◆ **Given text**
Binxing FANG
方滨兴




About the author
Binxing Fang is an expert in cybersecurity and an academician of the Chinese Academy of Engineering. He is the honorary director of the National Computer Network and Information Security Management Center, which sits directly under the Ministry of Industry and Information Technology. At Guangzhou University he is the Director of the Network Security Technology National Engineering Laboratory and the honorary president of the Institute of Advanced Cyberspace Technology. He is known as the "father of China's firewall", and is author of Cyberspace Sovereignty: Reflections on building a community of common future in cyberspace.


关于作者 方滨兴,网络空间安全专家,中国工程院院士。2007年至2013年担任北京邮电大学校长,国家计算机网络与信息安全管理中心名誉主任,广州大学网络空间先进技术研究院名誉院长。他的著作《论网络空间主权》在2017年由北京科学出版社出版。






The following excerpts are translated from Fang’s Artificial Intelligence Safety and Security1 (人工智能安全) (2020). We think the chapters most relevant to existential risks from AI are Chapters 6 (AI-derived safety problems), 7 (AI Actants2), 8 (Safety Hoops for AI Actants), 9 (Safety Evaluation and Detection for AI Actants), and 12 (Looking to the Future of AI Safety). We precede each excerpt with our own bolded summary of the key point and provide section references in brackets after each excerpt.

Cite Our TranslationConcordia AI. “Binxing Fang — Chinese Perspectives on AI Safety.” Chineseperspectives.ai, 29 Mar. 2024, chineseperspectives.ai/Binxing-Fang.


Cite This Work
方滨兴(2020). 人工智能安全. 电子工业出版社.

◆ **Short problem**
Transcribe the stretch of the Binxing Fang page from "Cite Our TranslationConcordia" through "Mar. 2024, chineseperspectives.ai/Binxing-Fang.".

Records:
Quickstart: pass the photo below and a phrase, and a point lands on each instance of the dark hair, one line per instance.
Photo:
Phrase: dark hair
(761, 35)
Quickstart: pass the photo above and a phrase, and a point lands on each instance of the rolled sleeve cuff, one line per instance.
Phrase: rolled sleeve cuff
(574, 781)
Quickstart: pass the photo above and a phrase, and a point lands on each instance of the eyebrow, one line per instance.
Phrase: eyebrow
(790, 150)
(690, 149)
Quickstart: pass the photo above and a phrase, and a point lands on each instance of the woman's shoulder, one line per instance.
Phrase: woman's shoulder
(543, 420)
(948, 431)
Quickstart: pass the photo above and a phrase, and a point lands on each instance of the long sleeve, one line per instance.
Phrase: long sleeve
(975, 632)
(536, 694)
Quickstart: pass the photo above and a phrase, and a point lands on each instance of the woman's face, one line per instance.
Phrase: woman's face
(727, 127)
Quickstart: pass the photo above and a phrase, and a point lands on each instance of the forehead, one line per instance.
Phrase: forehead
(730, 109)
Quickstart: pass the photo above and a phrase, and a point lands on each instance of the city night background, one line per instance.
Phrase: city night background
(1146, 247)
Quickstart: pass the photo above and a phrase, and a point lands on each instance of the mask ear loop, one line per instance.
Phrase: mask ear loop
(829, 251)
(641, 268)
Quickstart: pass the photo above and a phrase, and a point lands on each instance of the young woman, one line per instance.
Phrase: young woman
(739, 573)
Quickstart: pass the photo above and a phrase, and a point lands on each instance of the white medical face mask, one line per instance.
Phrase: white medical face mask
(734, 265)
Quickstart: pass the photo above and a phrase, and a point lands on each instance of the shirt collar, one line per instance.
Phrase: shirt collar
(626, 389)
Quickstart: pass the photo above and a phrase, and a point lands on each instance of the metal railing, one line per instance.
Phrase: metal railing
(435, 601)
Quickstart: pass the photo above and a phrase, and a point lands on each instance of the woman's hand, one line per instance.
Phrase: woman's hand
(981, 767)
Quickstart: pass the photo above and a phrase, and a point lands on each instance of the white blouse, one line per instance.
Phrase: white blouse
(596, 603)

◆ **Answer for the task**
Cite Our TranslationConcordia AI. “Binxing Fang — Chinese Perspectives on AI Safety.” Chineseperspectives.ai, 29 Mar. 2024, chineseperspectives.ai/Binxing-Fang.